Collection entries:
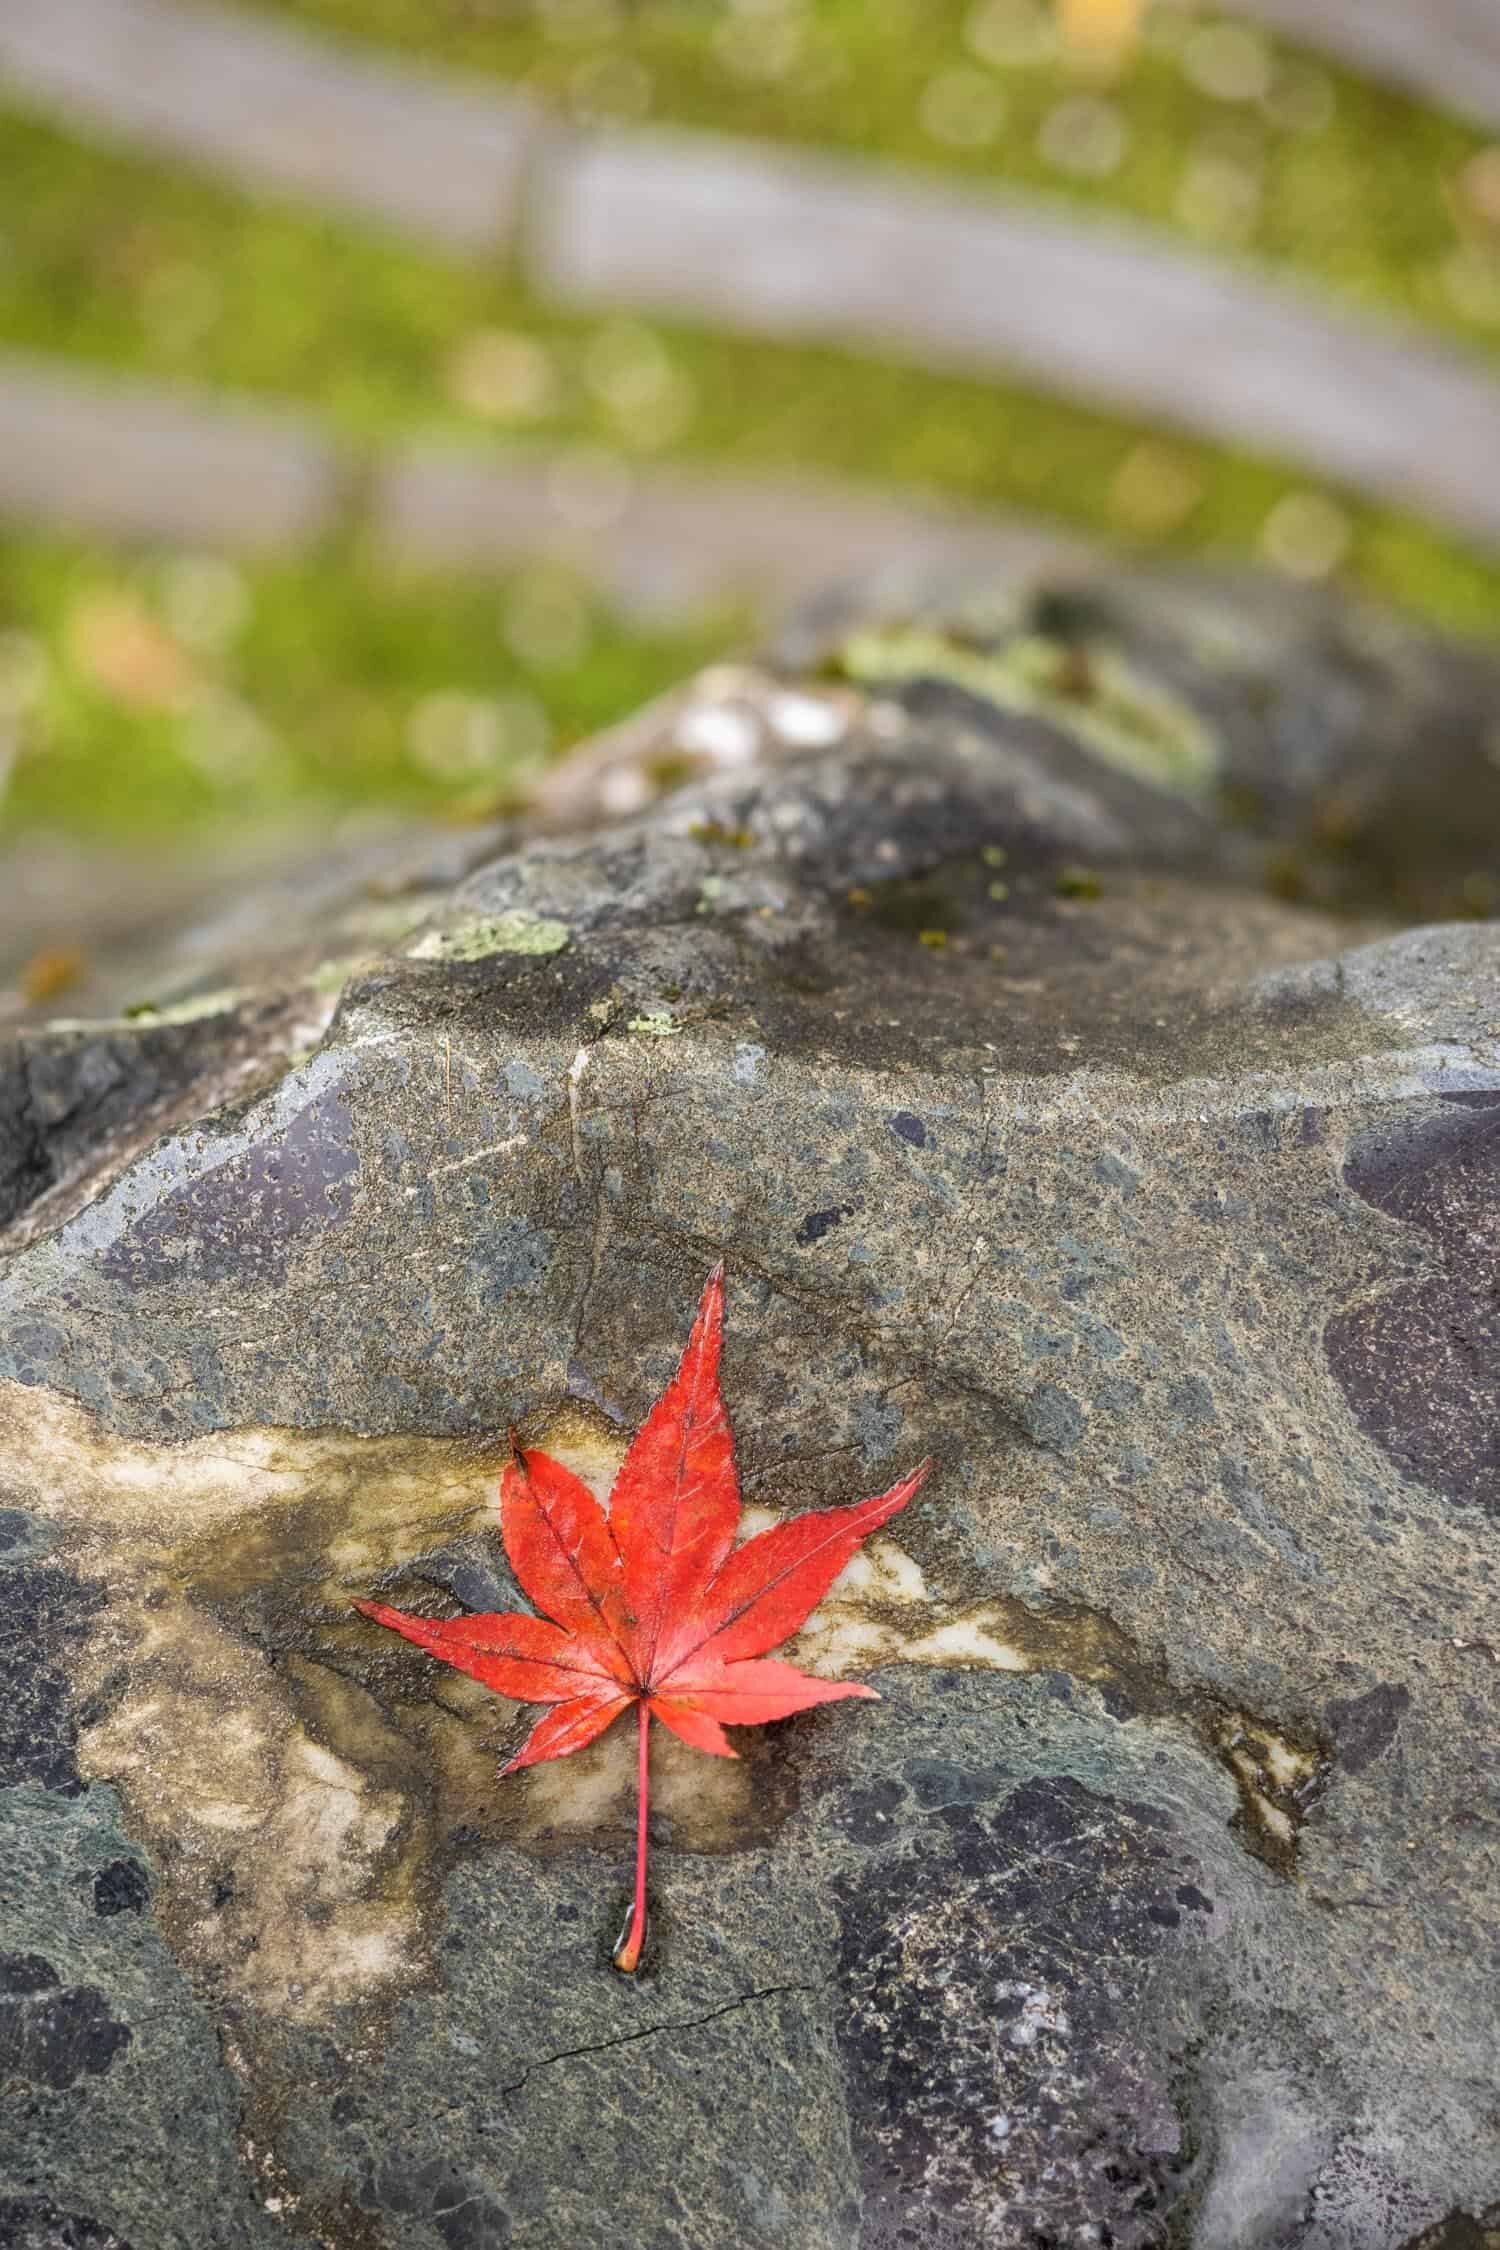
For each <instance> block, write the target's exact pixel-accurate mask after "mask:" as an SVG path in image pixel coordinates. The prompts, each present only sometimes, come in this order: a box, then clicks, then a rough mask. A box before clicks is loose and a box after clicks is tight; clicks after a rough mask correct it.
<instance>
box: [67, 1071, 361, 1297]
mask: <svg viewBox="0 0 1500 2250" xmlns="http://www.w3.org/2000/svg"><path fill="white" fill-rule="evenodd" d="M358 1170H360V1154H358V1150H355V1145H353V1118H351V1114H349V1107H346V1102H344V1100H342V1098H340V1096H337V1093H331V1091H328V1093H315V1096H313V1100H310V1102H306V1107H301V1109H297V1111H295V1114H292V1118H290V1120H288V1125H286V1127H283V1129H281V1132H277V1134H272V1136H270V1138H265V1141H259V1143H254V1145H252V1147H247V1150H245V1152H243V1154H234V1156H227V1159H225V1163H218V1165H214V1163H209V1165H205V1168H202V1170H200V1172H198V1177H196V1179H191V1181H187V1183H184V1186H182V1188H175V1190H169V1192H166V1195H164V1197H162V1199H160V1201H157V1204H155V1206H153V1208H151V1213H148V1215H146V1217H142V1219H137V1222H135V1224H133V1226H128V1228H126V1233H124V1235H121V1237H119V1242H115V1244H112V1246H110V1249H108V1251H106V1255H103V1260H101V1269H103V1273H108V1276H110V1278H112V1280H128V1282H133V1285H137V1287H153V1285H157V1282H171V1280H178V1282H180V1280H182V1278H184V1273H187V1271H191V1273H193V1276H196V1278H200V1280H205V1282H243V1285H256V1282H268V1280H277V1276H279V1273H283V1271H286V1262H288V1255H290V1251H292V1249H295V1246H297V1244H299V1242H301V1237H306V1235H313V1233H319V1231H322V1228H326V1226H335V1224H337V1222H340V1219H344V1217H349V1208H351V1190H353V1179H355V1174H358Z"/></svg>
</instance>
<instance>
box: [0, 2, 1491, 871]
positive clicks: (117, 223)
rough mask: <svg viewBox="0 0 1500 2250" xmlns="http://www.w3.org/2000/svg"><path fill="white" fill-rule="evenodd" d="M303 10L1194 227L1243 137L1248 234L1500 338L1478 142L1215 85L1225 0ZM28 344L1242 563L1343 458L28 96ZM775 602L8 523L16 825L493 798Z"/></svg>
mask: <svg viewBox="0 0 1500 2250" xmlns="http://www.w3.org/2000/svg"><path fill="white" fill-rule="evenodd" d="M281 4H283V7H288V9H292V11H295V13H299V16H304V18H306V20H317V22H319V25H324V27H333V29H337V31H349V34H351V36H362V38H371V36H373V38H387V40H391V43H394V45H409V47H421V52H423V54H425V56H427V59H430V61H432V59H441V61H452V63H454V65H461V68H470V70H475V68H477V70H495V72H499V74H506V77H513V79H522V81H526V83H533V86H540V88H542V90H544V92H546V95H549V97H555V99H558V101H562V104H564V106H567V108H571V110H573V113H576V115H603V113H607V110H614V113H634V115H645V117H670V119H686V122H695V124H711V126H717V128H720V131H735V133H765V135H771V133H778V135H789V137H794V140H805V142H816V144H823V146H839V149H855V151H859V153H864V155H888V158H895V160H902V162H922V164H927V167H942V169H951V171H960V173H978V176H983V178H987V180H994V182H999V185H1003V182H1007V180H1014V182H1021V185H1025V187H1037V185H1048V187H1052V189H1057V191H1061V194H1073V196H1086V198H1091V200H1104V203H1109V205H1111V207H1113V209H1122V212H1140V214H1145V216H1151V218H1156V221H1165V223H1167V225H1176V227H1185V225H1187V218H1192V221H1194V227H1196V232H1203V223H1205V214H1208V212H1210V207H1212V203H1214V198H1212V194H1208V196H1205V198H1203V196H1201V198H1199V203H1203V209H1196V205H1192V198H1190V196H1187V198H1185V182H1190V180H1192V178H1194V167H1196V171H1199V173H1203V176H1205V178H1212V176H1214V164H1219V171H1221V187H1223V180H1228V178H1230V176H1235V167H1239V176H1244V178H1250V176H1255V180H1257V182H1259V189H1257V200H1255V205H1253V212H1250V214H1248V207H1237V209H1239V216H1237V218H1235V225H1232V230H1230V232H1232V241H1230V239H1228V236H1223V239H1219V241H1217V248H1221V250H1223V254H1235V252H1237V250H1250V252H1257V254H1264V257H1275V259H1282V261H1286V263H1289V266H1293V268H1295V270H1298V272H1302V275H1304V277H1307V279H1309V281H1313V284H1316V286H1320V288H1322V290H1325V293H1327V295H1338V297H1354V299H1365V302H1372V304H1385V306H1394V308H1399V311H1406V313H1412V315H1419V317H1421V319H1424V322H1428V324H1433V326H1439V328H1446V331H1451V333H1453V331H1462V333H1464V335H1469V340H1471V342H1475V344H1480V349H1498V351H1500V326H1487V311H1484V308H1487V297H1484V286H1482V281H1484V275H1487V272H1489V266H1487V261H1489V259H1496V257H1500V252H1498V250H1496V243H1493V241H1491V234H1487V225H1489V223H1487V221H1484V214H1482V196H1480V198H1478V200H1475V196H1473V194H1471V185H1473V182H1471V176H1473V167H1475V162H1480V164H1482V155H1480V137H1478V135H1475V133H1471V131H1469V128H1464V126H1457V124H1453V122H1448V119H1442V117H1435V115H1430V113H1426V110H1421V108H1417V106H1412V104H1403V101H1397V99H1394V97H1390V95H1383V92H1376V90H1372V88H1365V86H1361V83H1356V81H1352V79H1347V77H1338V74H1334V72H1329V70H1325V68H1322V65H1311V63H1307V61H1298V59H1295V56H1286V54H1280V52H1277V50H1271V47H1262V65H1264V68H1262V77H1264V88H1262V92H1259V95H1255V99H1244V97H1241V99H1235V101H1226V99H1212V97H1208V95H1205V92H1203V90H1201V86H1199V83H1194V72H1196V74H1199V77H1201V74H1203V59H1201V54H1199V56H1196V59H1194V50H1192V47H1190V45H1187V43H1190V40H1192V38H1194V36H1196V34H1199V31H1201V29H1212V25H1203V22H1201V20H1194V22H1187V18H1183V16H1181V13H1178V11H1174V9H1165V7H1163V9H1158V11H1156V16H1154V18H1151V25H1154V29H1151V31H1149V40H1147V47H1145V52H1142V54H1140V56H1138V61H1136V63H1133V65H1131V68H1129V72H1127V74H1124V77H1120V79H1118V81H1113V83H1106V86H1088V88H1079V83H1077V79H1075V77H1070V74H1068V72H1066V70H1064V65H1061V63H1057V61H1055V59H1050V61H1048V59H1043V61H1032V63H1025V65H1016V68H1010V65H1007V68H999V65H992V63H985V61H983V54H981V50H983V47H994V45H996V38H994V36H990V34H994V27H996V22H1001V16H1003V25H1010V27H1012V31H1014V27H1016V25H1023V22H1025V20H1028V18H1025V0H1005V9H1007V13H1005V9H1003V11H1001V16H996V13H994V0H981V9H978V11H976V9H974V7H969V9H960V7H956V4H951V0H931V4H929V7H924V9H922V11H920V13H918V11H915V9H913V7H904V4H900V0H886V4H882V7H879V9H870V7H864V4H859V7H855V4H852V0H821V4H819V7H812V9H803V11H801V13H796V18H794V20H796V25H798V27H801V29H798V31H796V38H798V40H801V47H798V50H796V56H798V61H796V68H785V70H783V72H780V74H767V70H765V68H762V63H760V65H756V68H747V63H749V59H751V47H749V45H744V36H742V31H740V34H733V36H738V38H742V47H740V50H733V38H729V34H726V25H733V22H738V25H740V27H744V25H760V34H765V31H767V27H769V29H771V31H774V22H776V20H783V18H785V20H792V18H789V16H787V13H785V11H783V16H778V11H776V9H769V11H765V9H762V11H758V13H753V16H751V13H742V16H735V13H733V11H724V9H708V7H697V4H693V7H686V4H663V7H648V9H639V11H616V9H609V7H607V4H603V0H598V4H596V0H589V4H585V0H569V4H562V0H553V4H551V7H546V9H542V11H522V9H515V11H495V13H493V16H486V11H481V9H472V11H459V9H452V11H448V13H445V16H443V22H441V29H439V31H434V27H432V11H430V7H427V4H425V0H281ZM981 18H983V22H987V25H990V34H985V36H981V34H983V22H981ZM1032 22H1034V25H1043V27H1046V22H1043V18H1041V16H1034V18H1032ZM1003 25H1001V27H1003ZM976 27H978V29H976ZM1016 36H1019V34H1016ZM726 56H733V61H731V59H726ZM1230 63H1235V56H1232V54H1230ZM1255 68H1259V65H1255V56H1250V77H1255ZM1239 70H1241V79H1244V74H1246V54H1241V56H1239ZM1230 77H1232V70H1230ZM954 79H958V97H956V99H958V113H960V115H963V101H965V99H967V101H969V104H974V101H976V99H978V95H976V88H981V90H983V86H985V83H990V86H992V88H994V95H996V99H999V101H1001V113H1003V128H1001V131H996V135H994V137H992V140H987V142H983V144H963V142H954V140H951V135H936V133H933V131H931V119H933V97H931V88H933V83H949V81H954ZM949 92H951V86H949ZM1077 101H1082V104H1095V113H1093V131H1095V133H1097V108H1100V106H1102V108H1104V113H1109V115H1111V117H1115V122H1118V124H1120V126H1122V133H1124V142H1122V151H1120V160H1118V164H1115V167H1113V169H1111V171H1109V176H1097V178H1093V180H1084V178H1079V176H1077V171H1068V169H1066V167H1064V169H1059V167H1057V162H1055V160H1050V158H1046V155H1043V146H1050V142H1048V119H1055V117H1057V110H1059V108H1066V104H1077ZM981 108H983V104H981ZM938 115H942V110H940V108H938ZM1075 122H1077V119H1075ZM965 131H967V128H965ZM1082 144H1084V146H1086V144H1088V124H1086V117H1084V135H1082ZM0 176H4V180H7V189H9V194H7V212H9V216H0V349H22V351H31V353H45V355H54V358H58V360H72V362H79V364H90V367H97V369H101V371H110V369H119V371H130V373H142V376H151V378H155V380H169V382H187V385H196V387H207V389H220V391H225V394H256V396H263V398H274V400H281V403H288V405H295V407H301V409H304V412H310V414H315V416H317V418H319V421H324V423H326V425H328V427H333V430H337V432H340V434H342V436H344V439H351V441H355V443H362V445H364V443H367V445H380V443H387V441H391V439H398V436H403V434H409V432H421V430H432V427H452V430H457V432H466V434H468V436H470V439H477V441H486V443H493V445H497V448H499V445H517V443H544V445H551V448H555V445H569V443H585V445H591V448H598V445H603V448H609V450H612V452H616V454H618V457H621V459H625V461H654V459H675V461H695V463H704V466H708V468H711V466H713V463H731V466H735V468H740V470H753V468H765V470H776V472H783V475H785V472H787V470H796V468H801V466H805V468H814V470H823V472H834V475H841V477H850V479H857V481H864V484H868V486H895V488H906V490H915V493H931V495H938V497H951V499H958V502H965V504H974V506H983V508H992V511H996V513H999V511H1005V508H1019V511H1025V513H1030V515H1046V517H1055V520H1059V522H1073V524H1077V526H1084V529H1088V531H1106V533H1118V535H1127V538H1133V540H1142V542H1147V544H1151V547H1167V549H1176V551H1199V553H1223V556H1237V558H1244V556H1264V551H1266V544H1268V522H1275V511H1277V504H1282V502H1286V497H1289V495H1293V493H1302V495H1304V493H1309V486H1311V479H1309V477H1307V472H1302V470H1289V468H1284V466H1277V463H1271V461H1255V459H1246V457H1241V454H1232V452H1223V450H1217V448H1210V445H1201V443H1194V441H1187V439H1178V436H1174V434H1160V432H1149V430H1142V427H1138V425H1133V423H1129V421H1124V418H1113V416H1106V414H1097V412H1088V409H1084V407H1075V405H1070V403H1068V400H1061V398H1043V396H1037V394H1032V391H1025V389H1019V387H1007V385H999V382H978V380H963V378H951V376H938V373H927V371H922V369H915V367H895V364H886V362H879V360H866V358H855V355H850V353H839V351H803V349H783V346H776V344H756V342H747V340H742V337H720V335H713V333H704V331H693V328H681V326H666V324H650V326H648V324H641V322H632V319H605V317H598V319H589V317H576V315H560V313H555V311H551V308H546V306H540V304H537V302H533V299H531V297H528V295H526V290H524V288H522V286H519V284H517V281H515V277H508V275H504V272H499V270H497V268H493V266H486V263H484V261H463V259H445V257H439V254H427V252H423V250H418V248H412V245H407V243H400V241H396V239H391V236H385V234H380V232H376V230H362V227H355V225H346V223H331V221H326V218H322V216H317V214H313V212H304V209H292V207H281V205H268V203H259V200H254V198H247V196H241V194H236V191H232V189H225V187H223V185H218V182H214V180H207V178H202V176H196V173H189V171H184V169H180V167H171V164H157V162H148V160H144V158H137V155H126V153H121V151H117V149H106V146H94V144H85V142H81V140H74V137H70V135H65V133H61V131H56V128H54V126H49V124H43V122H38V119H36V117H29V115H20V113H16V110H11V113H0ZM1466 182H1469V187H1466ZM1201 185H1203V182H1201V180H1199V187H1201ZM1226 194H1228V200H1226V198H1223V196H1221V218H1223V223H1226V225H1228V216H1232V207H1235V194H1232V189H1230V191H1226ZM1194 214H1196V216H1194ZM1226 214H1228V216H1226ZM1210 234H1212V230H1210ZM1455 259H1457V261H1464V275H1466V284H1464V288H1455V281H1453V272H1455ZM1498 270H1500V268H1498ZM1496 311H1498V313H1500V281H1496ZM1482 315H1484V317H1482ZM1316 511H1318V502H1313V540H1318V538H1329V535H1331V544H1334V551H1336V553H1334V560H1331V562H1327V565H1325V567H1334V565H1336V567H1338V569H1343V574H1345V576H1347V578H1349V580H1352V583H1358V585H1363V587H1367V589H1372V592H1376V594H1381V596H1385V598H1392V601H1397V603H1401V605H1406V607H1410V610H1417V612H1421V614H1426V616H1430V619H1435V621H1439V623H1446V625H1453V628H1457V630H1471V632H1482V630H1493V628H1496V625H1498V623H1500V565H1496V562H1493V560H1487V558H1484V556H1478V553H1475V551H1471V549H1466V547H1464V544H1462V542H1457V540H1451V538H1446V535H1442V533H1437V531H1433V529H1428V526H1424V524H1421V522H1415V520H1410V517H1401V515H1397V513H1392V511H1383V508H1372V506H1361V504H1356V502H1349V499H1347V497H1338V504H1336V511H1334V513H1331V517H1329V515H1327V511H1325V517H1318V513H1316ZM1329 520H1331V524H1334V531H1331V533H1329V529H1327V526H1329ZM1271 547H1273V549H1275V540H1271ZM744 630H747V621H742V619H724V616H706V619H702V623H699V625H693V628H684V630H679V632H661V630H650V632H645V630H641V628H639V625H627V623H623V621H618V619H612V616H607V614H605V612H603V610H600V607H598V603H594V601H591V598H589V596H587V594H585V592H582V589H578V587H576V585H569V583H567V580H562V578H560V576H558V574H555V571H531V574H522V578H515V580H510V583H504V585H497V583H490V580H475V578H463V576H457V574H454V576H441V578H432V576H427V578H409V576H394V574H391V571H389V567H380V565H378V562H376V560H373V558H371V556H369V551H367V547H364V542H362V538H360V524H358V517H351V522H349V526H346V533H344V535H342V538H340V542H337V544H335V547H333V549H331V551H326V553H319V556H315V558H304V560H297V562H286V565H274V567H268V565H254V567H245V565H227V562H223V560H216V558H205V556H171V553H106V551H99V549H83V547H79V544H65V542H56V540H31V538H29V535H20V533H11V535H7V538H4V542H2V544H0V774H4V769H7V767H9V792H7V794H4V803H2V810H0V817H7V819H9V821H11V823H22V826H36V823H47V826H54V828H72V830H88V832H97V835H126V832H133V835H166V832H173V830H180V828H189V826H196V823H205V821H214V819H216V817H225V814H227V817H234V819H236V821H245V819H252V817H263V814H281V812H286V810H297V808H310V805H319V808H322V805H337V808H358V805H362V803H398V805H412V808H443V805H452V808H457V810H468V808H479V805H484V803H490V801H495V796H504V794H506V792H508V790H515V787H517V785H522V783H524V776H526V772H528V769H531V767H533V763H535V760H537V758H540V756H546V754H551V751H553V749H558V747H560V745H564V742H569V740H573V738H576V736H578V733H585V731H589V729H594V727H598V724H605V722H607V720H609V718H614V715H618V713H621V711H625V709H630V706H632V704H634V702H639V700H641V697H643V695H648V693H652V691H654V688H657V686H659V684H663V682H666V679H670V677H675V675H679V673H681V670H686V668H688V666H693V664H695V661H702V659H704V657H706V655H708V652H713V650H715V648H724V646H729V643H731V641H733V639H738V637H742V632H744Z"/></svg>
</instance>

Problem requirements: Rewrite the part of the rows that opens at the very beginning and closes with the line containing "box: [67, 1071, 361, 1297]", replacing "prompts" with "cues" and changing nothing else. Leave the pictures out of your answer.

Response box:
For each <instance> block, write the target's exact pixel-accurate mask after "mask:" as an SVG path in image pixel coordinates. The cues, each present only sometimes, come in this order: a box, then clicks, then a rough mask. A box before clicks is loose and a box after clicks is tight; clicks after a rough mask correct it.
<instance>
box: [67, 1071, 361, 1297]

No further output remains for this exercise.